AIM OF THE EXERCISE
All entries below are to be reproduced exactly.

RECORD EXTRACTS Block Start

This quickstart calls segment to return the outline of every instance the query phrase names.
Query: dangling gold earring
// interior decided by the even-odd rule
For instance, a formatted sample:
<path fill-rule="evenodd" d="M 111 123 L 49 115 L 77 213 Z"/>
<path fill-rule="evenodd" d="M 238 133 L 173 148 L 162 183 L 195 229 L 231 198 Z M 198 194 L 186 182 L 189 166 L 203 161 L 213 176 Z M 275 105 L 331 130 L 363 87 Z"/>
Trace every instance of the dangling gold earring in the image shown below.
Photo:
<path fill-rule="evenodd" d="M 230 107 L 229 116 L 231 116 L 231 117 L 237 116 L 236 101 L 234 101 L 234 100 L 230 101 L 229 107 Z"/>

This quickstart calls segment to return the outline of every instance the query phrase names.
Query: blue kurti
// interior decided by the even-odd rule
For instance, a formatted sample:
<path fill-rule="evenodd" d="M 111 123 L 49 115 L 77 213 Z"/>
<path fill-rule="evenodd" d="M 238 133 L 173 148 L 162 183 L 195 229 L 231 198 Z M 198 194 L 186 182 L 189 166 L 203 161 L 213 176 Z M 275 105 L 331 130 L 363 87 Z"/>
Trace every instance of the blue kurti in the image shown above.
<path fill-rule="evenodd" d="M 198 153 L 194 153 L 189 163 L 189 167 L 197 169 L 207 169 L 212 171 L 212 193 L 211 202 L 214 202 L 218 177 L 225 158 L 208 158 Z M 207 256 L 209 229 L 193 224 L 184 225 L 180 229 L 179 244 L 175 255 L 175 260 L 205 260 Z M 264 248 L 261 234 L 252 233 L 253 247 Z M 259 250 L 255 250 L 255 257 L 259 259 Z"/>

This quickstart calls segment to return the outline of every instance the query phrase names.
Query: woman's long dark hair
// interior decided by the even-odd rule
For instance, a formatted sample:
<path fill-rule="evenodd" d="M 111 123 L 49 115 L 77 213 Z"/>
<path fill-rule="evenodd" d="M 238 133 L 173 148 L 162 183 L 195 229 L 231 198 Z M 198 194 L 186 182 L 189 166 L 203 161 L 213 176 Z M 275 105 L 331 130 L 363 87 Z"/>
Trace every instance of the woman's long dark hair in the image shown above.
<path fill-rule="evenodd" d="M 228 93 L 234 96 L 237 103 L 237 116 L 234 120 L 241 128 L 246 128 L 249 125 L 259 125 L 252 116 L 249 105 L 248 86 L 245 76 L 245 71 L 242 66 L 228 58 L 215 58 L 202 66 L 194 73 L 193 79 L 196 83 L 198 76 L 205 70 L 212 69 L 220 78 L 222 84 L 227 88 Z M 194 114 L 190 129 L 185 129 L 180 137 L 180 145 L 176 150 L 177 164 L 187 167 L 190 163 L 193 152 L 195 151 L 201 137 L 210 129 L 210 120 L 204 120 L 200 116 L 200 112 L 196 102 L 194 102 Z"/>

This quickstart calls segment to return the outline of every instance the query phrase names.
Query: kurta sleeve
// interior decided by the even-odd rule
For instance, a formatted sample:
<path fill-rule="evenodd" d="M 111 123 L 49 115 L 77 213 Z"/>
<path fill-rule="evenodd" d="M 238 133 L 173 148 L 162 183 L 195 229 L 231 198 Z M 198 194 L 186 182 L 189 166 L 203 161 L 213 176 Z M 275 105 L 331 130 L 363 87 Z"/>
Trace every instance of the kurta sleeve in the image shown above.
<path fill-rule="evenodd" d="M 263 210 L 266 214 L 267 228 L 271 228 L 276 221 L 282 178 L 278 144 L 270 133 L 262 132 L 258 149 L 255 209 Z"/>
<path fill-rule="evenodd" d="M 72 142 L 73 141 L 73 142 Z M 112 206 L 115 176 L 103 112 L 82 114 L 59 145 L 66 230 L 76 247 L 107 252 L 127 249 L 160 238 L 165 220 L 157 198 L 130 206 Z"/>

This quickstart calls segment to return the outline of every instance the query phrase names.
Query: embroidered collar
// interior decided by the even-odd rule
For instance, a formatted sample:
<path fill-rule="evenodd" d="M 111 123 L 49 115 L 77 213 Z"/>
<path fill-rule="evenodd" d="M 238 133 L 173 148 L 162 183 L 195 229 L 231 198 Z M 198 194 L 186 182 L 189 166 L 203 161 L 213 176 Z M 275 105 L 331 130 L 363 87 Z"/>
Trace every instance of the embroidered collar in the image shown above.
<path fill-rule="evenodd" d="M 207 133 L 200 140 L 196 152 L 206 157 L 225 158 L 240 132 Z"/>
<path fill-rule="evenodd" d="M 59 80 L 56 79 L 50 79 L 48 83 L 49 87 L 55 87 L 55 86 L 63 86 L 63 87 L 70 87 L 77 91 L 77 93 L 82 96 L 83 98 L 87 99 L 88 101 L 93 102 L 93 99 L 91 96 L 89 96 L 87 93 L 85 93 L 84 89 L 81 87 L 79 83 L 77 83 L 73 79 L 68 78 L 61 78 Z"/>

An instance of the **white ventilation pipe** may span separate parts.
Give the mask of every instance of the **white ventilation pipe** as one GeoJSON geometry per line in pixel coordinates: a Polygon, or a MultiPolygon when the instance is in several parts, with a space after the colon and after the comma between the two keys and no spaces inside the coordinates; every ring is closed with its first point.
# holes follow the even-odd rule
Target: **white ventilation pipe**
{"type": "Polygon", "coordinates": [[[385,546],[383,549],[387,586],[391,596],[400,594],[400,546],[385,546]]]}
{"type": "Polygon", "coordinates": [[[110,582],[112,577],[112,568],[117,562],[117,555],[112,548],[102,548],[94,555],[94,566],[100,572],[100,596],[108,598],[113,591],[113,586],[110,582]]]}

RECORD EXTRACTS Block End

EXERCISE RESPONSE
This quickstart calls segment to return the outline of every instance the query phrase names.
Query: dangling gold earring
// interior decided by the even-odd rule
For instance, a formatted sample:
<path fill-rule="evenodd" d="M 111 123 L 49 115 L 77 213 Z"/>
<path fill-rule="evenodd" d="M 238 133 L 173 148 L 162 183 L 195 229 L 231 198 Z M 198 194 L 186 182 L 189 166 L 203 161 L 213 176 Z M 275 105 L 331 130 L 363 87 Z"/>
Trace every instance of the dangling gold earring in the image shown below.
Photo:
<path fill-rule="evenodd" d="M 230 107 L 229 116 L 231 116 L 231 117 L 237 116 L 236 101 L 234 101 L 234 100 L 230 101 L 229 107 Z"/>

This quickstart calls segment to return the outline of every instance the query phrase names.
Query: blue kurti
// interior decided by the even-odd rule
For instance, a formatted sample:
<path fill-rule="evenodd" d="M 111 123 L 49 115 L 77 213 Z"/>
<path fill-rule="evenodd" d="M 238 133 L 173 148 L 162 183 L 195 229 L 231 198 Z M 198 194 L 186 182 L 189 166 L 203 161 L 213 176 Z M 275 105 L 331 130 L 363 87 Z"/>
Trace every instance of the blue kurti in the image shown above.
<path fill-rule="evenodd" d="M 198 153 L 194 153 L 189 163 L 189 167 L 197 169 L 207 169 L 212 171 L 212 193 L 211 202 L 214 202 L 218 177 L 225 158 L 208 158 Z M 207 256 L 209 229 L 193 224 L 184 225 L 180 229 L 179 244 L 175 255 L 175 260 L 205 260 Z M 264 248 L 261 234 L 252 233 L 253 247 Z M 259 250 L 255 250 L 255 257 L 259 259 Z"/>

This quickstart calls segment to return the outline of every instance the query phrase names.
Query: woman's long dark hair
// interior decided by the even-odd rule
For instance, a formatted sample:
<path fill-rule="evenodd" d="M 111 123 L 49 115 L 77 213 Z"/>
<path fill-rule="evenodd" d="M 238 133 L 173 148 L 162 183 L 195 229 L 231 198 Z M 198 194 L 186 182 L 189 166 L 203 161 L 213 176 Z M 275 105 L 331 130 L 363 87 Z"/>
Trace every instance of the woman's long dark hair in the image shown above.
<path fill-rule="evenodd" d="M 228 93 L 234 96 L 237 103 L 237 116 L 234 120 L 241 128 L 246 128 L 249 125 L 259 125 L 252 116 L 249 105 L 248 86 L 245 76 L 245 71 L 242 66 L 228 58 L 215 58 L 202 66 L 194 73 L 193 79 L 196 83 L 198 76 L 205 70 L 212 69 L 220 78 L 222 84 L 227 88 Z M 194 114 L 190 129 L 185 129 L 180 137 L 180 145 L 176 150 L 177 164 L 187 167 L 190 163 L 193 152 L 195 151 L 201 137 L 210 129 L 210 120 L 204 120 L 200 116 L 200 112 L 196 102 L 194 102 Z"/>

This quickstart calls segment to return the outline of every instance the query phrase names.
Query: kurta sleeve
// interior decided by the even-odd rule
For instance, a formatted sample:
<path fill-rule="evenodd" d="M 111 123 L 49 115 L 77 213 Z"/>
<path fill-rule="evenodd" d="M 238 133 L 173 148 L 162 183 L 195 229 L 231 198 Z M 198 194 L 186 182 L 189 166 L 203 161 L 213 176 Z M 275 105 L 331 130 L 363 87 Z"/>
Trace every instance of the kurta sleeve in the image shown above.
<path fill-rule="evenodd" d="M 263 210 L 266 214 L 267 228 L 271 228 L 276 221 L 282 178 L 278 144 L 270 133 L 262 132 L 258 149 L 255 209 Z"/>
<path fill-rule="evenodd" d="M 72 142 L 73 141 L 73 142 Z M 112 206 L 115 176 L 103 112 L 82 114 L 59 145 L 66 230 L 76 247 L 107 252 L 127 249 L 160 238 L 165 220 L 157 198 L 130 206 Z"/>

This quickstart calls segment to return the outline of every instance the query phrase names.
Query: embroidered collar
// interior decided by the even-odd rule
For instance, a formatted sample:
<path fill-rule="evenodd" d="M 111 123 L 49 115 L 77 213 Z"/>
<path fill-rule="evenodd" d="M 238 133 L 173 148 L 162 183 L 195 229 L 231 198 Z M 198 194 L 186 182 L 189 166 L 203 161 L 213 176 Z M 275 105 L 331 130 L 363 87 Z"/>
Trace every instance of the embroidered collar in the image shown above.
<path fill-rule="evenodd" d="M 207 133 L 200 140 L 196 152 L 206 157 L 225 158 L 240 132 Z"/>
<path fill-rule="evenodd" d="M 59 80 L 56 79 L 50 79 L 48 83 L 49 87 L 55 87 L 55 86 L 63 86 L 63 87 L 70 87 L 77 91 L 77 93 L 82 96 L 83 98 L 87 99 L 88 101 L 93 102 L 93 99 L 91 96 L 89 96 L 87 93 L 85 93 L 84 89 L 81 87 L 79 83 L 77 83 L 73 79 L 68 78 L 61 78 Z"/>

An instance of the **white ventilation pipe** may span separate parts.
Give the mask of every instance of the **white ventilation pipe** as one GeoJSON geometry per line in pixel coordinates: a Polygon, or a MultiPolygon when the instance is in several parts, with a space after the colon and after the comma between the two keys and no spaces inside the coordinates; every ring is closed with its first point.
# holes follow the even-odd rule
Target: **white ventilation pipe**
{"type": "Polygon", "coordinates": [[[385,546],[383,549],[387,586],[391,596],[400,594],[400,546],[385,546]]]}
{"type": "Polygon", "coordinates": [[[110,582],[112,577],[112,568],[117,562],[117,555],[112,548],[102,548],[94,555],[94,566],[100,572],[100,596],[108,598],[113,591],[113,586],[110,582]]]}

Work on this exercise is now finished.